** Task input follows **

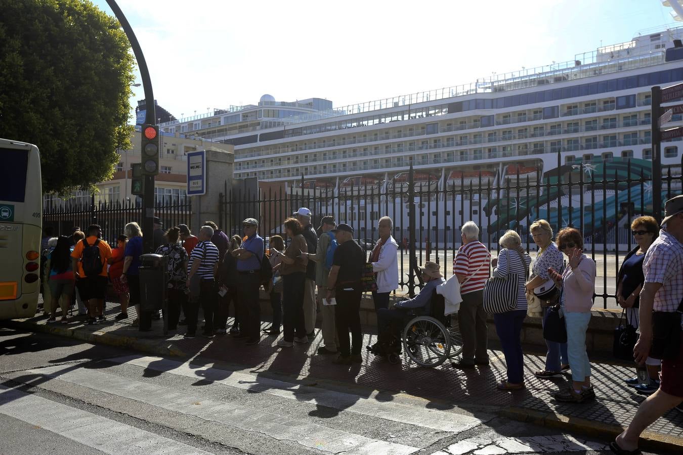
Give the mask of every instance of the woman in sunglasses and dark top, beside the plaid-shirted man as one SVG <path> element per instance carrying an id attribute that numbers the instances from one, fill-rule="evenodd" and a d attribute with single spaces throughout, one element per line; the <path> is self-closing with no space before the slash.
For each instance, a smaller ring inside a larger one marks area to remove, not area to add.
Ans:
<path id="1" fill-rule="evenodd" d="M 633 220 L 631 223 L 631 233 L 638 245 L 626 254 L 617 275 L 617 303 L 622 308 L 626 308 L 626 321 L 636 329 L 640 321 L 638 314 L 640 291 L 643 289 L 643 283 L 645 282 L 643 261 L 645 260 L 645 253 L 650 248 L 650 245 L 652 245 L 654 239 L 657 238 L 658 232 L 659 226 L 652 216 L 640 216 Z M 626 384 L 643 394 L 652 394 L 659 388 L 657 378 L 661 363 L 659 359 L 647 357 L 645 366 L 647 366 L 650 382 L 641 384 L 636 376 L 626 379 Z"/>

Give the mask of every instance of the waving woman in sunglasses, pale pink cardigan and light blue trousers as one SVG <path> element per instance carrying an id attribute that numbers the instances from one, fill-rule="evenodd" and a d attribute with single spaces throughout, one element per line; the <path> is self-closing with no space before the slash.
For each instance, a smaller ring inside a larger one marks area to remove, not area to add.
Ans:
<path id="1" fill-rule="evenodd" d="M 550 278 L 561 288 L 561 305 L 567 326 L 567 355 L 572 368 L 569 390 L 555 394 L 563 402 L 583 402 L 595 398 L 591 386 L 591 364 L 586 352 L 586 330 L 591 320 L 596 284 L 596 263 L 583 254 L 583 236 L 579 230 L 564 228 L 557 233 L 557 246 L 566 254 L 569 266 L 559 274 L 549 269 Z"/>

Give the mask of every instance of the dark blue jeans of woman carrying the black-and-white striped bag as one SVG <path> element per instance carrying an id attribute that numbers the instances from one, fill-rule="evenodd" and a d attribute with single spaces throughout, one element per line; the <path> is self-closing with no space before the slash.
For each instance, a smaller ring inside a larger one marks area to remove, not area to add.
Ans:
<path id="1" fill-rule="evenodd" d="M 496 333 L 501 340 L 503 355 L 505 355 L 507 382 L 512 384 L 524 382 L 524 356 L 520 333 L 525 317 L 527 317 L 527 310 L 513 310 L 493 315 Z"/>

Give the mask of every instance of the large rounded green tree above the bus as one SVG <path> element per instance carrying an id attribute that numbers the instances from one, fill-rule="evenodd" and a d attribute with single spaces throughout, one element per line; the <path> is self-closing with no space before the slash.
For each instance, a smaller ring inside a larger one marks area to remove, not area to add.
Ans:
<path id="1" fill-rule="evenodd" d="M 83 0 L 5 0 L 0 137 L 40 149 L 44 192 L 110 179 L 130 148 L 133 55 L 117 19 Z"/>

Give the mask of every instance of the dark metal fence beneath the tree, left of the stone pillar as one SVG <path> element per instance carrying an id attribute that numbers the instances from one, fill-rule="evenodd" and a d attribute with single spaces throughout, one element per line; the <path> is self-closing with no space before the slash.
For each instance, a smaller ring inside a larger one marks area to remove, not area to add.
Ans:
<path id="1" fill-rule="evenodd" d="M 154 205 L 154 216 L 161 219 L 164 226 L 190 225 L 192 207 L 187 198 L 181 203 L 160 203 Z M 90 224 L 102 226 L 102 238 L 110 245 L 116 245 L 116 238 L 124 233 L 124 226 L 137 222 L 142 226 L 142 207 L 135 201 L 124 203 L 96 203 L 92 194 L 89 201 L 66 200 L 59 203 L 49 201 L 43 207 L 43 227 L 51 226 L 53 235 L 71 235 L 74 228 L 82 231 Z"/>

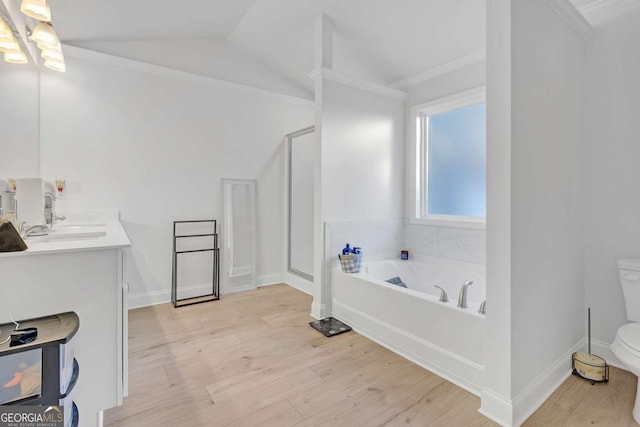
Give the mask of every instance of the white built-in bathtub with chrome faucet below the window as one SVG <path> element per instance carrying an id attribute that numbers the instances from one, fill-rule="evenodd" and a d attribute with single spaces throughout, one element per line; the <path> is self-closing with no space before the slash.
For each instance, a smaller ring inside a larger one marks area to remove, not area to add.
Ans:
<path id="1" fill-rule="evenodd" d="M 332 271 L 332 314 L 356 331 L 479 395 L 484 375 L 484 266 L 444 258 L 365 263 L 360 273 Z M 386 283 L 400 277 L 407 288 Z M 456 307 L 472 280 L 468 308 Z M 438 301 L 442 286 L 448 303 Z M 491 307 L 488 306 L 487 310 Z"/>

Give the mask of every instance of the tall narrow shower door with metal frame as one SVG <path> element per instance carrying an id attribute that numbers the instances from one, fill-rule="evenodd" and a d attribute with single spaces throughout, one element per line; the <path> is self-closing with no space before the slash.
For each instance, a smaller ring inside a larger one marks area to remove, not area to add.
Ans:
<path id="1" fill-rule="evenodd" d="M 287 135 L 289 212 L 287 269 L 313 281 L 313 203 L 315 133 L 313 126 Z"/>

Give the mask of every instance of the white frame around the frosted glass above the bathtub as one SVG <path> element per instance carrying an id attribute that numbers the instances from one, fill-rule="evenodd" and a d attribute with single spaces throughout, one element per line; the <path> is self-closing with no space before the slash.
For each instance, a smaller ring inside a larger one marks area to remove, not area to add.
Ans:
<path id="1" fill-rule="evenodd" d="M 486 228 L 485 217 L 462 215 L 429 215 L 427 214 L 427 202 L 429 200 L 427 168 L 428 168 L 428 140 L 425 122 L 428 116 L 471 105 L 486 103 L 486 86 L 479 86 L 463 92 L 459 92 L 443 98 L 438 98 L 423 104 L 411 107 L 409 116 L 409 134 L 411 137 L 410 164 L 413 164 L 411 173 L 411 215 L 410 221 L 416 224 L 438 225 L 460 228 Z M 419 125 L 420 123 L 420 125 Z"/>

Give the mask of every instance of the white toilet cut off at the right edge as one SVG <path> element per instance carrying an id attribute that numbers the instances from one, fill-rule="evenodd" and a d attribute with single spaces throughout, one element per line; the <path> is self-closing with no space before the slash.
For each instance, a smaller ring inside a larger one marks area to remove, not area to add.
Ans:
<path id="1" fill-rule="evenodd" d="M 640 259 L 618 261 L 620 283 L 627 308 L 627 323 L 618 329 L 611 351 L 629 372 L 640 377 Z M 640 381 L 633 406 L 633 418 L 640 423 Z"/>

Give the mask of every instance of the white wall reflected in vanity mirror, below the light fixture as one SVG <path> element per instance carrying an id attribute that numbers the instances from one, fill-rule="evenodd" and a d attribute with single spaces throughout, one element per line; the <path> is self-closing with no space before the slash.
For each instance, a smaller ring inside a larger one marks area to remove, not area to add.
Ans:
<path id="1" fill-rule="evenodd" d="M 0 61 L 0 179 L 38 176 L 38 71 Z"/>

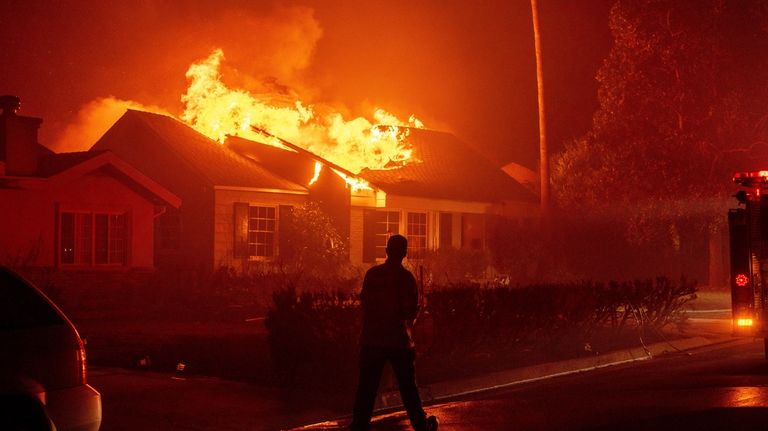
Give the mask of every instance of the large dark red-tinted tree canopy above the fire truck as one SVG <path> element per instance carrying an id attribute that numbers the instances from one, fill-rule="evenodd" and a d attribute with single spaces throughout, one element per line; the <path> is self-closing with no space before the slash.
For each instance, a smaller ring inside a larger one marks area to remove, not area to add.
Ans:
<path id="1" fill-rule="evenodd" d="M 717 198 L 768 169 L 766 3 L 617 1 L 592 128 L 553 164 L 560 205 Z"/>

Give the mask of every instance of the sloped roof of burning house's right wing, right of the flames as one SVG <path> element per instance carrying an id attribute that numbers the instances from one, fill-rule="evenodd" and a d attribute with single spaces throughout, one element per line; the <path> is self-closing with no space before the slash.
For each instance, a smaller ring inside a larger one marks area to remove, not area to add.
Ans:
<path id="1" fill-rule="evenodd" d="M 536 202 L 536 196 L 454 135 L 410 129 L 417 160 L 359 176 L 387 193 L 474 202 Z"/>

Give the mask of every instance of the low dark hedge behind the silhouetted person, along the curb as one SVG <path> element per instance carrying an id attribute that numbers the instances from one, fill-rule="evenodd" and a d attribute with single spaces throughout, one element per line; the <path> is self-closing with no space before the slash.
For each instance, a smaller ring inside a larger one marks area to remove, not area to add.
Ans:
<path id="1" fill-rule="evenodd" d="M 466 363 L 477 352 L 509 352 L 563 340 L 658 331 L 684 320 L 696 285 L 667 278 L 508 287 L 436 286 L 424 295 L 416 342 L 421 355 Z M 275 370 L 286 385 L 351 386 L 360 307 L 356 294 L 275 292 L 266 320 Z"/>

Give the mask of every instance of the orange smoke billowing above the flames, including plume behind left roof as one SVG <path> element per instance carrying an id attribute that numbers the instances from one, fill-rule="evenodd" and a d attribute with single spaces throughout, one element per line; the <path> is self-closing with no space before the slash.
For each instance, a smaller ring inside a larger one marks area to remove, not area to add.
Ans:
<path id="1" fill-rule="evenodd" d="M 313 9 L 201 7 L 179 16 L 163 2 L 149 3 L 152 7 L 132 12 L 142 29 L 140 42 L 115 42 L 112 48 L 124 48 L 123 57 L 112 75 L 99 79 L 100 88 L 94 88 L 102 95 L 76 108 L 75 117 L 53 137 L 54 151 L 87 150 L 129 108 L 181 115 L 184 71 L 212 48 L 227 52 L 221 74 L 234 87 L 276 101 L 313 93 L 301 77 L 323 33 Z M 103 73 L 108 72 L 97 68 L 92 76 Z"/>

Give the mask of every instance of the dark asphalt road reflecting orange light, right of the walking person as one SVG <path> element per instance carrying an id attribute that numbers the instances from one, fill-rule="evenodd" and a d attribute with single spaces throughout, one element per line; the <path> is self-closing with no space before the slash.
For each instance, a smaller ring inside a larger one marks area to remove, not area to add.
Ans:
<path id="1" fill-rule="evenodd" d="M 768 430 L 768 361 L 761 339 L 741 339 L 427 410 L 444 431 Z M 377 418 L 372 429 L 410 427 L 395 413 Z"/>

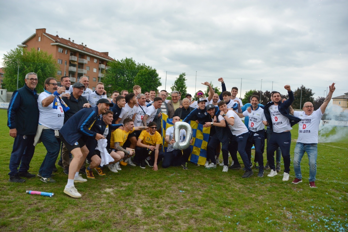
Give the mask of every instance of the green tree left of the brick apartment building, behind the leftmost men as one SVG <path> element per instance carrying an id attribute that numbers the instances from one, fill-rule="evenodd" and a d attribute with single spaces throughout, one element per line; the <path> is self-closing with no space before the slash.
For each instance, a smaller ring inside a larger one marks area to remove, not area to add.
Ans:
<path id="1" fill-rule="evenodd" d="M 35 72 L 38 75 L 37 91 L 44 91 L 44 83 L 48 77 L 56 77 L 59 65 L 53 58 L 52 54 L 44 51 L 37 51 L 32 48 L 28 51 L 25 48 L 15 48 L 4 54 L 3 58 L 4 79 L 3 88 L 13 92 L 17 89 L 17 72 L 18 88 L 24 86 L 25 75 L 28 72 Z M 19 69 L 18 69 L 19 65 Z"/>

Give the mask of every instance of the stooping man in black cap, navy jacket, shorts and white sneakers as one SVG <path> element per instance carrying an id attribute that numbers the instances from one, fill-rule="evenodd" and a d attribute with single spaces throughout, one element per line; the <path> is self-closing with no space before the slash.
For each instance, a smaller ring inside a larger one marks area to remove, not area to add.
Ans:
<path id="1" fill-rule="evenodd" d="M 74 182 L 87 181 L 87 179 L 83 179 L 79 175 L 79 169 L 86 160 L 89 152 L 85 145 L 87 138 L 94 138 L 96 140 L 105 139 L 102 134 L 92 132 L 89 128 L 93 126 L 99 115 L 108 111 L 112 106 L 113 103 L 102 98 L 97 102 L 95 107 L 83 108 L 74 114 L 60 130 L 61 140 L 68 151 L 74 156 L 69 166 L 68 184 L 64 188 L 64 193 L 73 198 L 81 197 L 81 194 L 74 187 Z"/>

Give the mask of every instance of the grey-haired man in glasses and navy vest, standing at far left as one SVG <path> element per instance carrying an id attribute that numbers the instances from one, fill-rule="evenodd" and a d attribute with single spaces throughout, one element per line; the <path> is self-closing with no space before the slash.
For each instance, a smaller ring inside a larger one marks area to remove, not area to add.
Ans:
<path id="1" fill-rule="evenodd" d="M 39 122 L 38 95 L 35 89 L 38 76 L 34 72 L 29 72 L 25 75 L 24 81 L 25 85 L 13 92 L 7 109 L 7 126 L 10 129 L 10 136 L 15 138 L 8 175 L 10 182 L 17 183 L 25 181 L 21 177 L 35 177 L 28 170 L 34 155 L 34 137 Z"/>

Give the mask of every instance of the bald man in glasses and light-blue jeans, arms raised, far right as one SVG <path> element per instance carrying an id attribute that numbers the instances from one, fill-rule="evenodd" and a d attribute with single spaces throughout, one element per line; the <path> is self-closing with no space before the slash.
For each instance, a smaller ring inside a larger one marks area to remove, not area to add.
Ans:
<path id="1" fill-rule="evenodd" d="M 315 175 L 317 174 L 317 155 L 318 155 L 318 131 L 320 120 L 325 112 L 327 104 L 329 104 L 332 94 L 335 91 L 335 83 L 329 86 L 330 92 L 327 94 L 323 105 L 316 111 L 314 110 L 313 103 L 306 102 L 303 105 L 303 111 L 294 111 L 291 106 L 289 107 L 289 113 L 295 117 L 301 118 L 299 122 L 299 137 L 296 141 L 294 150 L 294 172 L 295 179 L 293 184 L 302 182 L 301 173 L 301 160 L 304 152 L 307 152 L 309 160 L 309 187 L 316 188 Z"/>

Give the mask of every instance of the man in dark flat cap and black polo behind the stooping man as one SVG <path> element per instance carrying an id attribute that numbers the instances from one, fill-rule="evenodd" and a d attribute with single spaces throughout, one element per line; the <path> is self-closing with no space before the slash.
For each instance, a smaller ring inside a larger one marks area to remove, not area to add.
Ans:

** End of Task input **

* Task statement *
Wherever the word "black" appears in the entries above, copy that line.

* Result of this exercise *
Give the mask of every instance of the dark blue jeans of woman carrying the black-and-white striped bag as one SVG <path> element per instance carrying an id attribute that numbers the instances from one, fill-rule="evenodd" and a d attribute with single spaces throughout, one element per line; the <path> is self-closing with no space before the slash.
Give the mask of every instance of the stooping man in black cap, navy jacket, shorts and white sneakers as one SVG <path> element per instance carrying an id attribute that numbers the instances from one, fill-rule="evenodd" and a d attribute with single spaces throughout, one element per line; the <path> is self-closing with no space before the slash.
Give the mask of every instance of the man in dark flat cap and black polo behind the stooping man as one SVG <path> element per instance carrying an id attribute that numbers the instances from one, fill-rule="evenodd" and a d attribute with single spaces throughout, one element per line; the <path> is self-closing with no space before the slash.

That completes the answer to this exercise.